**DATA**
______
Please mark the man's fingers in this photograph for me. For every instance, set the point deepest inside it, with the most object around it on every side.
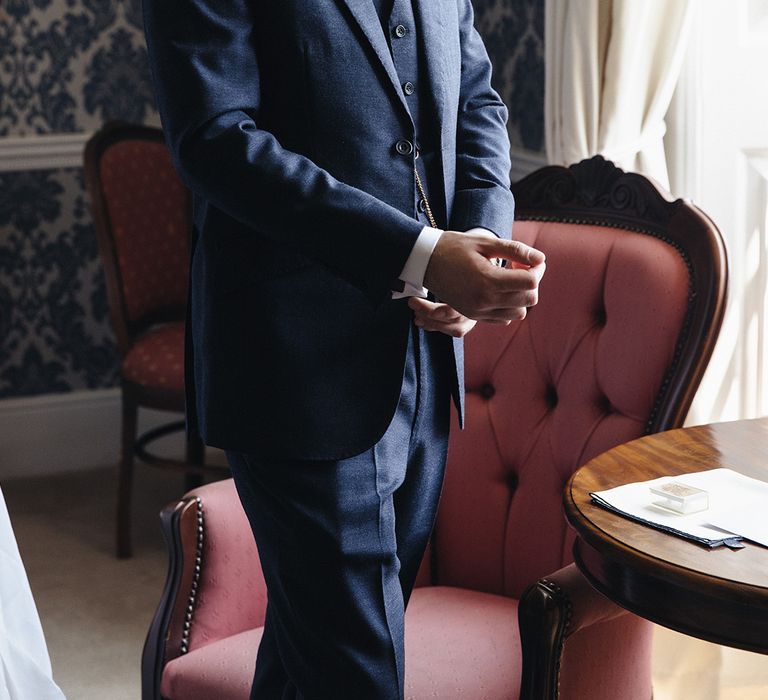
(433, 310)
(507, 280)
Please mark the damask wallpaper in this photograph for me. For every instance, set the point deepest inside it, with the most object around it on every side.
(68, 66)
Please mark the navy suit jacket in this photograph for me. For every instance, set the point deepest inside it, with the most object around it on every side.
(282, 117)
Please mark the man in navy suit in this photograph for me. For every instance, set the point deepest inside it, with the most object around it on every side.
(345, 157)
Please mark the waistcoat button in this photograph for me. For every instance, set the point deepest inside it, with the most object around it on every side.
(404, 147)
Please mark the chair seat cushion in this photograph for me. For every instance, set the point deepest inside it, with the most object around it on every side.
(222, 670)
(157, 358)
(459, 645)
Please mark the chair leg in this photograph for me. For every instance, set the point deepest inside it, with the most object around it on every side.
(125, 476)
(195, 456)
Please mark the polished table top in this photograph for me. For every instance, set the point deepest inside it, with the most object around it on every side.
(716, 594)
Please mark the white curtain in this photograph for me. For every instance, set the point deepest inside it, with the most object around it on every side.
(25, 668)
(611, 70)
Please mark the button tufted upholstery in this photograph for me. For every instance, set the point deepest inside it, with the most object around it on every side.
(629, 311)
(156, 359)
(149, 215)
(581, 374)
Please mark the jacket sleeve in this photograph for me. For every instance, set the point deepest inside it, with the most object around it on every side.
(206, 78)
(483, 197)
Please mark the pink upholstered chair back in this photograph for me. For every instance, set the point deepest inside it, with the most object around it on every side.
(143, 215)
(605, 357)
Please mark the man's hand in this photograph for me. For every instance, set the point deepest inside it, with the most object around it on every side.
(440, 317)
(461, 274)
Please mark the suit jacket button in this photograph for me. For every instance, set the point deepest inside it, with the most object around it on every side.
(403, 147)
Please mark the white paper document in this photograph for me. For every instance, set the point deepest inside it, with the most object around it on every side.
(738, 506)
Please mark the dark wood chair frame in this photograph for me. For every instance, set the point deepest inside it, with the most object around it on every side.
(593, 192)
(127, 331)
(596, 192)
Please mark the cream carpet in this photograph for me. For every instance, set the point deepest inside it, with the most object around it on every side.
(95, 609)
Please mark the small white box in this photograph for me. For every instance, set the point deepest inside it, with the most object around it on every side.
(680, 498)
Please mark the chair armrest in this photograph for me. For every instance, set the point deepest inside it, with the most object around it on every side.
(550, 611)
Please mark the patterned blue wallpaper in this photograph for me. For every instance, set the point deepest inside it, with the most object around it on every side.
(70, 65)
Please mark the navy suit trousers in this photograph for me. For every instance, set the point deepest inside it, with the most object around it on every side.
(341, 542)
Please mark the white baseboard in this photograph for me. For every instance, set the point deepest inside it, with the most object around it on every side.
(525, 162)
(80, 430)
(42, 152)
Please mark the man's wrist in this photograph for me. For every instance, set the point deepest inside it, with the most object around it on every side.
(412, 274)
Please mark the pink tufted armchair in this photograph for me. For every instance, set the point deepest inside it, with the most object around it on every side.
(630, 309)
(142, 216)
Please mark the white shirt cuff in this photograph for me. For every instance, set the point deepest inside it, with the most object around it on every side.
(415, 267)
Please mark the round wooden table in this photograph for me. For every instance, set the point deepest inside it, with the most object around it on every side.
(720, 595)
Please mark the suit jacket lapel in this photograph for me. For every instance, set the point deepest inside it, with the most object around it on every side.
(430, 21)
(365, 15)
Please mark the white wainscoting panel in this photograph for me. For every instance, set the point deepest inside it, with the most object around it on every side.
(57, 433)
(42, 152)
______
**WHAT YOU NEED TO DO**
All lines from the one with "Please mark the man's wrist" to the end of the entries above are to be written out exactly, the first and last included.

**RESULT OF THE TASK**
Please mark the man's wrist in this photograph for me. For every instance, set the point deepest inside it, with the most object around it on every side.
(412, 274)
Please mark the pink tufted armchair in this photograph for me. For every instance, set the point deepest inside it, with the most object around it on every side.
(630, 309)
(142, 216)
Please mark the white shirt cuff in this photograph for me. For every instance, set the point deepest inside it, with the most object around it on every side.
(415, 267)
Please mark the round wooden table in this photograph for me. For every instance, set the point deepest inside it, with the most object around it on every side.
(720, 595)
Please mark the suit jacket lapel in this photograph for me. For every instance, set the point deepest inside it, with the most object around it on every side.
(430, 21)
(365, 15)
Please mark the white wainscoting panel in this photograph for me. For every instance, set the point deepest inside it, with the most object around it on every side.
(57, 433)
(42, 152)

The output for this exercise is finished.